[Pointing entries for named objects]
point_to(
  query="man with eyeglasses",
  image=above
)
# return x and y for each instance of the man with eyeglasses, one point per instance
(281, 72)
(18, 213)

▶ _Task instructions_
Rewrite the lines above as a JSON array of strings, with one string for each line and any blank lines omitted.

▶ _The result_
[
  "point_to(",
  "  query=\"man with eyeglasses\",",
  "  image=above",
  ")",
  "# return x and y for each instance of the man with eyeglasses, one point per instance",
  "(281, 72)",
  "(18, 213)"
]